GOAL
Return each line of the data below character for character, with no changes.

THE INPUT

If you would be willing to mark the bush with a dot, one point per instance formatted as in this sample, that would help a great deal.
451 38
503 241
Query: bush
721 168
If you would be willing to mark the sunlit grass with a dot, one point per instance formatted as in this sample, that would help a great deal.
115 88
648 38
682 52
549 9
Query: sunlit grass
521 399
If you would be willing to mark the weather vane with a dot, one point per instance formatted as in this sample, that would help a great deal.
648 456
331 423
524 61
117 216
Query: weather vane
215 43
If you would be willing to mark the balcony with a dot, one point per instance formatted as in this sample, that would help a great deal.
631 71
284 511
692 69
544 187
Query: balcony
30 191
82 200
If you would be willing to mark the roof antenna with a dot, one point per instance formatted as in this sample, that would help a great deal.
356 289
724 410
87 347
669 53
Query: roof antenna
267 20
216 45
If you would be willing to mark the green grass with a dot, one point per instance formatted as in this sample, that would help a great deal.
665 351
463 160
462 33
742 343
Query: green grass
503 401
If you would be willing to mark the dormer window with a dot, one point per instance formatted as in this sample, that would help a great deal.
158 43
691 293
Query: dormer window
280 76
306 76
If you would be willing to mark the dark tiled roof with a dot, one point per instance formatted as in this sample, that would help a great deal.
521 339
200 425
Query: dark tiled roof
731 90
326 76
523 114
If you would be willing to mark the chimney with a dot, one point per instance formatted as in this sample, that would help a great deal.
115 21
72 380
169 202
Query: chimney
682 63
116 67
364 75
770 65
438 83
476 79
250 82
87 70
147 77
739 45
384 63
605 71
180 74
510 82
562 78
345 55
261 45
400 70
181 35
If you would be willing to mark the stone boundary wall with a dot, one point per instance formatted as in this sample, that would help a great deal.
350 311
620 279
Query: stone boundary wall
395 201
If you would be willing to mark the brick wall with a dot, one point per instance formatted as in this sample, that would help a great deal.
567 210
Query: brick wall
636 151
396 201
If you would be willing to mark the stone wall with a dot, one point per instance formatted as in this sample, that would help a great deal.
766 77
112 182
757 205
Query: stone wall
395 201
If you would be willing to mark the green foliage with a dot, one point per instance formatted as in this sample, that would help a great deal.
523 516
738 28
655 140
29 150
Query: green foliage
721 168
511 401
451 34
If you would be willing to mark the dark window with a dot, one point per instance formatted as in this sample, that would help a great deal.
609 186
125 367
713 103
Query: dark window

ANSWER TO THIS EXERCISE
If you would be willing to mark the bush with a dot, one point per instance formatted as in this sample, that would help a great deal.
451 38
503 241
Query: bush
721 168
If you would be willing to mark the sunlit grass with a dot, one point per instance formatted as in this sample, that would help a great deal.
115 88
648 38
682 52
549 9
Query: sunlit grass
521 399
If you would be willing to mark the weather vane with a dot, one point per instance formatted as in this sample, that would help a great deal.
648 456
331 423
524 61
117 216
Query: weather vane
215 43
If you would be willing to mark the balcony with a dot, one point per instance formatted as in this sample, that would help a great deal.
631 71
284 511
692 69
544 187
Query: balcony
30 191
82 200
If you would be willing to mark the roof antenna with a dot, one point per instance formatted as in this sample, that would help a great deal.
356 289
724 410
87 347
669 53
Query: roof antenna
267 20
216 45
If you would be willing to mark the green grass with a dot, one point per instance formatted as in this sample, that would help a great deal.
665 351
463 160
462 33
742 343
Query: green grass
503 401
If you would be willing to mark the dormer window with a dot, one point per instance formatted as in this sample, that would help a great deal.
158 43
691 293
Query: dormer window
280 76
306 76
If you would be willing to mark the dark tiled roof with a dot, one point per instance formatted as in this sample, that would help a great deal.
521 339
200 425
Query: dark tiled roof
731 90
326 76
523 114
If you would be willing to mark the chimney with a dot, one point per instance formatted as in this sample, that would help a great deal.
115 21
72 380
169 202
Query: chimney
682 63
116 67
364 75
770 65
438 83
476 79
250 82
87 70
147 77
739 45
384 63
605 71
180 74
510 82
562 78
345 55
261 45
400 70
181 35
If you would be willing to mark the stone boundary wall with a dot, one point per instance formatted as in this sample, that would help a great deal.
350 311
620 279
Query: stone boundary wall
395 201
If you would be willing to mark the brick wall with a dot, one point per instance formatted as in this sample, that would help a great deal.
567 210
Query: brick wall
636 151
396 201
If you would be willing to mark the stone wall with a dot, one point per instance formatted as in this sample, that would help a great deal.
766 77
112 182
757 205
Query: stone wall
395 201
If you would be willing to mark the green foliage with a dot, one point per instance formatted as in this sample, that would help a great deal.
523 516
738 28
655 140
29 150
Query: green foliage
721 168
511 401
451 34
If you would be willing to mark the dark window with a dot, one point per instance formatted as in this sample, that would help a great deal.
609 186
125 367
713 103
Query: dark window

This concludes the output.